# start of SOURCE

The world is full of anti-American prophets. Yet none is quite so influential, and maddeningly odd, as Noam Chomsky. On one hand, no other living scholar is cited as often or widely. On the other hand, his commentaries on public issues are so twisted and offensive that they appear in publications such as Guernica, the self-described “magazine of art & politics” that no one had never heard of before Chomsky used it as a forum for his now-infamous May 6 essay, “My reaction to Osama bin Laden’s death.”

The most jaw-dropping statement in that article was that “we might ask ourselves how we would be reacting if Iraqi commandos landed at George W. Bush’s compound, assassinated him, and dumped his body in the Atlantic.” But Chomsky said some other bizarre things too.

Notably, the MIT linguist emphasized that bin Laden was only a “suspect” in the 9/11 attacks, and then, after some historical meandering, added: “There is much talk of bin Laden’s ‘confession,’ but that is rather like my confession that I won the Boston Marathon. He boasted of what he regarded as a great achievement.” These words have appalled just about every sensible person, including Alan Dershowitz, who wrote on Wednesday: “Noam Chomsky has shown his true colors. . . . He apparently thinks Osama Bin Laden is the innocent victim of a cold-blooded murder. . . . If Bin Laden and Al Qaeda were not responsible for 9/11, who was?”

It so happens that I asked Noam Chomsky exactly this question two years ago, when I was doing research for my recently published book about 9/11 conspiracy theorists, Among The Truthers.

Chomsky-haters might assume that their bête noire is a hero within the “9/11 Truth Movement” (as the Bush-did-it crowd call themselves). In fact, the exact opposite is true.

# end of SOURCE

Please copy the Chomsky passage from "The world is" up to and including "bizarre things too.", swapping "Atlantic" for "Pacific".

# start of DATASET ROWS

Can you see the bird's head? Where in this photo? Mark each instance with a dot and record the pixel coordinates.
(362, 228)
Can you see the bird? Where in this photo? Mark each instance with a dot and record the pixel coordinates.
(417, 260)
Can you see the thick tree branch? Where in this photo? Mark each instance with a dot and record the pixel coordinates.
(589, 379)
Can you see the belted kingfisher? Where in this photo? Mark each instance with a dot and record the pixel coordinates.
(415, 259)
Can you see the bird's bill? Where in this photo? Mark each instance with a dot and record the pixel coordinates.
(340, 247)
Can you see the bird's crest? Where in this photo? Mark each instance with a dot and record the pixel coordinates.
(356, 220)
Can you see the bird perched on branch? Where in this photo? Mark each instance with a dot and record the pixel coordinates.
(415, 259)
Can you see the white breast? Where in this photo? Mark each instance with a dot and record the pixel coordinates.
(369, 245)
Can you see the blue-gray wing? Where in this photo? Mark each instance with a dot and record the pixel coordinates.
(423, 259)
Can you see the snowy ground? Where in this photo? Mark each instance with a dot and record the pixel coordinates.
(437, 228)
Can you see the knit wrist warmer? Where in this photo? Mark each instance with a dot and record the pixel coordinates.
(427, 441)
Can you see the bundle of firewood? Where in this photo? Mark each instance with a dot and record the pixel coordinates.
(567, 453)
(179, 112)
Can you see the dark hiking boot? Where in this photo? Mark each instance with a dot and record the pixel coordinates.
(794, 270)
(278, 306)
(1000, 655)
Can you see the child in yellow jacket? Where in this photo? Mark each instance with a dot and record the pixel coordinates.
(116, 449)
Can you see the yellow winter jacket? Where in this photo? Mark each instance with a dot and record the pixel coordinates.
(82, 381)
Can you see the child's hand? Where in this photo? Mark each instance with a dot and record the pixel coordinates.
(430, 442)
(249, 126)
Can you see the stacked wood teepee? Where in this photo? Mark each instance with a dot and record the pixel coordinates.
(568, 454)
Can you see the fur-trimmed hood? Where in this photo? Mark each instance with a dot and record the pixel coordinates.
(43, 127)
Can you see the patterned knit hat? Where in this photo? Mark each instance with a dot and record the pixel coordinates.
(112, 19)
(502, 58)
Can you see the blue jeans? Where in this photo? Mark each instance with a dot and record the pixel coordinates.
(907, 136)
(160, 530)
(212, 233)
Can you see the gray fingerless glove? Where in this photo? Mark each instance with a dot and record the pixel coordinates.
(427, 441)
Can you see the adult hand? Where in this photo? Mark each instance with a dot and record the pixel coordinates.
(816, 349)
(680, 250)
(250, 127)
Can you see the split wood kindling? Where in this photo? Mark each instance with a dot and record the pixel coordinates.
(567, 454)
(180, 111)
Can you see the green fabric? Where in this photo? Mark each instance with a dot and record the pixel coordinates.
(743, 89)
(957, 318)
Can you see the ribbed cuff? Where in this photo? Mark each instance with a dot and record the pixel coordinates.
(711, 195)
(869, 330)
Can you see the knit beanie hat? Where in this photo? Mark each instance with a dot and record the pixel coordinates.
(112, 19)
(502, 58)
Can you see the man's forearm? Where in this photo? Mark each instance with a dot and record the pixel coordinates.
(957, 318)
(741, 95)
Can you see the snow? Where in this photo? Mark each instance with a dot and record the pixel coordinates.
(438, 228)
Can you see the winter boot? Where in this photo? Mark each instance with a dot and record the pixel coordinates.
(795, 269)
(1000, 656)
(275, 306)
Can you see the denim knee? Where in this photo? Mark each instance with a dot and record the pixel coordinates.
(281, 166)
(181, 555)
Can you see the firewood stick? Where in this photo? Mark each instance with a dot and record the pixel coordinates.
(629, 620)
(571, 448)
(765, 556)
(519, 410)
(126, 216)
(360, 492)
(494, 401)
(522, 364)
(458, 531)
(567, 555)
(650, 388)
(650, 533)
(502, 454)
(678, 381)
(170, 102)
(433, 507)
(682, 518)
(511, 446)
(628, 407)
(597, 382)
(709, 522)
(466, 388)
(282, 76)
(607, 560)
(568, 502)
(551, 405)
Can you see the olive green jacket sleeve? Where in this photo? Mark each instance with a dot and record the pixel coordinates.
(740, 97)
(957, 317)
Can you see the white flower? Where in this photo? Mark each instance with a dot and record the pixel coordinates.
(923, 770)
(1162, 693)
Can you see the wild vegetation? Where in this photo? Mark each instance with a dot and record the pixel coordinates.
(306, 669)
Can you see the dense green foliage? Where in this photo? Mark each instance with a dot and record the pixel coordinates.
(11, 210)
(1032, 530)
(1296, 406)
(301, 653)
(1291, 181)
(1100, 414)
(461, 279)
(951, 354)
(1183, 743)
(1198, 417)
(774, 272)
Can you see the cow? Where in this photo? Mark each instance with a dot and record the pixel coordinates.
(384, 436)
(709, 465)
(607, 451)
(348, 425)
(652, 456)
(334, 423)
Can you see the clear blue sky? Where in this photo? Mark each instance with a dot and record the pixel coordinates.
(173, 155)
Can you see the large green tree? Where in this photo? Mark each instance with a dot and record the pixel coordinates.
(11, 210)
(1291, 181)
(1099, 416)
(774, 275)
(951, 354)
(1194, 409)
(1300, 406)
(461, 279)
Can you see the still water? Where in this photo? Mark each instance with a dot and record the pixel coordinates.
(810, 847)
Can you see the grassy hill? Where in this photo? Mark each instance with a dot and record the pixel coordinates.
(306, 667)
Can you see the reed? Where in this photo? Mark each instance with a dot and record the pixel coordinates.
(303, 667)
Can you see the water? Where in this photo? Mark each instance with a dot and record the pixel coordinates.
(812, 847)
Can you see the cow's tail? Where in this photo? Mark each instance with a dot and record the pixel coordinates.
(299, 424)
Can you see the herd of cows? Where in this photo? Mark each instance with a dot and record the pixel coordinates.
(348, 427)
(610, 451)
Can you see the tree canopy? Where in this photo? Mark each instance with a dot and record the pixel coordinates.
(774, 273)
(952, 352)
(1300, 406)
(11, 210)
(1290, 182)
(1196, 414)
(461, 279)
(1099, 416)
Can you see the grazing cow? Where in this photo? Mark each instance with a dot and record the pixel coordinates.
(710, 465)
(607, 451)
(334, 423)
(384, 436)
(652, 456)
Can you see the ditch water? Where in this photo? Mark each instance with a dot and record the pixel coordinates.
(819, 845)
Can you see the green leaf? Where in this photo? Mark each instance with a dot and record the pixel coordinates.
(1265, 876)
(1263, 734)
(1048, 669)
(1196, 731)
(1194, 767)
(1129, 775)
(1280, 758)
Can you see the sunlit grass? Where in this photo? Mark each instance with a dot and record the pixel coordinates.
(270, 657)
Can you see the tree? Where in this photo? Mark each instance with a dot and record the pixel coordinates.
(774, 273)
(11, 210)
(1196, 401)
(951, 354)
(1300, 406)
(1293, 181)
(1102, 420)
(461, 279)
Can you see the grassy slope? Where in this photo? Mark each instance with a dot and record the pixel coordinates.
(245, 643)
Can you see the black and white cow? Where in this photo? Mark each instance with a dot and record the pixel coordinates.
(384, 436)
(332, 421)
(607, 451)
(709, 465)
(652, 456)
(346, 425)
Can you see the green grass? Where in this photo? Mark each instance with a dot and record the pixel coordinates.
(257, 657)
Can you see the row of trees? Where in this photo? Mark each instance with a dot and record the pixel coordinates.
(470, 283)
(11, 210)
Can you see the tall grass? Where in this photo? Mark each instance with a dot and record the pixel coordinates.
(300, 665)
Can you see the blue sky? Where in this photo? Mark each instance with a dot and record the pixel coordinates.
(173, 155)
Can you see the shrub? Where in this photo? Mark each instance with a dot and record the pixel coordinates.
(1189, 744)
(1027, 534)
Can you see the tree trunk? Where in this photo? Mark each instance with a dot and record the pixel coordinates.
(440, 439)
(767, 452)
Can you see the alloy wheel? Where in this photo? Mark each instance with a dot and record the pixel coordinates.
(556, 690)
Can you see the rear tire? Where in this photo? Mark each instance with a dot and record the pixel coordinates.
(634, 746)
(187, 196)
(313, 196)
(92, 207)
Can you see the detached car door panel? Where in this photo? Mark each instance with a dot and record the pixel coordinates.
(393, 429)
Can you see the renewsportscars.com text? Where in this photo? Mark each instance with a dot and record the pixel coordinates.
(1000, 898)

# end of DATASET ROWS

» **SOLUTION FOR THIS EXERCISE**
The world is full of anti-American prophets. Yet none is quite so influential, and maddeningly odd, as Noam Chomsky. On one hand, no other living scholar is cited as often or widely. On the other hand, his commentaries on public issues are so twisted and offensive that they appear in publications such as Guernica, the self-described “magazine of art & politics” that no one had never heard of before Chomsky used it as a forum for his now-infamous May 6 essay, “My reaction to Osama bin Laden’s death.”

The most jaw-dropping statement in that article was that “we might ask ourselves how we would be reacting if Iraqi commandos landed at George W. Bush’s compound, assassinated him, and dumped his body in the Pacific.” But Chomsky said some other bizarre things too.